> Work order
Count the lines in the material below that contain the string "positive", and give only that number.

[Stored records]
§
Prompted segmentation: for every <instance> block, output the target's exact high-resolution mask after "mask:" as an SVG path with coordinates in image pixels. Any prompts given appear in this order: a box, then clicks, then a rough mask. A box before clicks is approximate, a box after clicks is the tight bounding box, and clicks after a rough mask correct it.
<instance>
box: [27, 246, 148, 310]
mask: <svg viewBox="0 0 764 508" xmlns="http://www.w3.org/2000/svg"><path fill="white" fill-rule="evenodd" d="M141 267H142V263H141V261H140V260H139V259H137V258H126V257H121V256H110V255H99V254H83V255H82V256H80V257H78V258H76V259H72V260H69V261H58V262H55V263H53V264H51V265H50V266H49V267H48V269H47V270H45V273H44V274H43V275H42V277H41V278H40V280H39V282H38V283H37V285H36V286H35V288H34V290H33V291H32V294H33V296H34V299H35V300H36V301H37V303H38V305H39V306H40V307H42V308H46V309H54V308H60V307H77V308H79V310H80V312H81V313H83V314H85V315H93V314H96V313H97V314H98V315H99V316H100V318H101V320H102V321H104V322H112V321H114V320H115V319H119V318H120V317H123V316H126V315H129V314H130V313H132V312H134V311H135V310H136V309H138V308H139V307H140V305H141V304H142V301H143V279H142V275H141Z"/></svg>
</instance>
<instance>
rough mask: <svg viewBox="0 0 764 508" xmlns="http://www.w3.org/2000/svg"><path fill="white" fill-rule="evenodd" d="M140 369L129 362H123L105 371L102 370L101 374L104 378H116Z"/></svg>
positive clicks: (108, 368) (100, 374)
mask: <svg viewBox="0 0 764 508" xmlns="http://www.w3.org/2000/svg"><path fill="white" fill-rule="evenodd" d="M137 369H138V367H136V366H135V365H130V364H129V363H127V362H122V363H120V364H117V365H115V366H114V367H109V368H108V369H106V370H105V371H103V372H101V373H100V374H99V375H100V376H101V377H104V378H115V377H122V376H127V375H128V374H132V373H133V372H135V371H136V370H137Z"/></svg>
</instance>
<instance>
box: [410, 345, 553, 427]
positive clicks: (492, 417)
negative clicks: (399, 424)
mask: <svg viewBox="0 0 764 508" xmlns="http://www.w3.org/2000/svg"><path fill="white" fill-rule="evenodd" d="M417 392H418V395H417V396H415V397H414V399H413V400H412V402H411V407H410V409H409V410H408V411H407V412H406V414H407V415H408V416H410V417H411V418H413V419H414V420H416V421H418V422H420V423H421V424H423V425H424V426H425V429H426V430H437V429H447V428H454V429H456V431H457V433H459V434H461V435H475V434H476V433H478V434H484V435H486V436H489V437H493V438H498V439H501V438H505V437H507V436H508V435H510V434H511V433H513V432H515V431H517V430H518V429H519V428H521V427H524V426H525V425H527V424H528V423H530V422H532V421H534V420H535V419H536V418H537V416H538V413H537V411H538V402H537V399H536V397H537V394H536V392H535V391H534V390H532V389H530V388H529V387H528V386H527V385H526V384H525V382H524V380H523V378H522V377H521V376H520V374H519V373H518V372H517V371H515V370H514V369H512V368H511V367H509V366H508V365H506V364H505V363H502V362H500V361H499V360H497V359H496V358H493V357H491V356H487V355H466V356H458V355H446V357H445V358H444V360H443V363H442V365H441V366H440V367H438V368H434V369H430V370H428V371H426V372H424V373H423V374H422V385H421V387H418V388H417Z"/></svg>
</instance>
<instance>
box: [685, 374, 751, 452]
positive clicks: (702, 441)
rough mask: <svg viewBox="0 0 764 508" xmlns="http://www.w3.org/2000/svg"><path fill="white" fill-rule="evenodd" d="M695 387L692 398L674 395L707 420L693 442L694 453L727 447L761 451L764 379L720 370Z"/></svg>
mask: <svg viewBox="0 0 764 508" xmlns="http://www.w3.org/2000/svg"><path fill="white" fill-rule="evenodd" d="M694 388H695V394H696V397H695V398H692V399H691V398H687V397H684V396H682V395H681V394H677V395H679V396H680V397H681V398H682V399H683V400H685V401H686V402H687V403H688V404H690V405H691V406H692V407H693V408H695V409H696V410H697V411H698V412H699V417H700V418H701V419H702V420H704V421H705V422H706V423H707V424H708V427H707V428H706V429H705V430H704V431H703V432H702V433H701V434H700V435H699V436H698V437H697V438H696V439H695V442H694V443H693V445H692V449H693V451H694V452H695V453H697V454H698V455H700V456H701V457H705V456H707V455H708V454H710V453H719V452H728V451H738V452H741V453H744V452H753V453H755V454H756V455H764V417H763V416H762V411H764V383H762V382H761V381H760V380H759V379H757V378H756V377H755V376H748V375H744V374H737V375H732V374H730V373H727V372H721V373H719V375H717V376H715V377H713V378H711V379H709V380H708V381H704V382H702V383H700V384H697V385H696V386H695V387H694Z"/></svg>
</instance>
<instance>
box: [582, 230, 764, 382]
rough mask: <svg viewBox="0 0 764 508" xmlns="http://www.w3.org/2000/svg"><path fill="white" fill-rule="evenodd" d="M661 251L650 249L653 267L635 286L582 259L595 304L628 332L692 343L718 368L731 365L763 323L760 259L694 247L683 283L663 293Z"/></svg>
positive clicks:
§
> Output of the task
4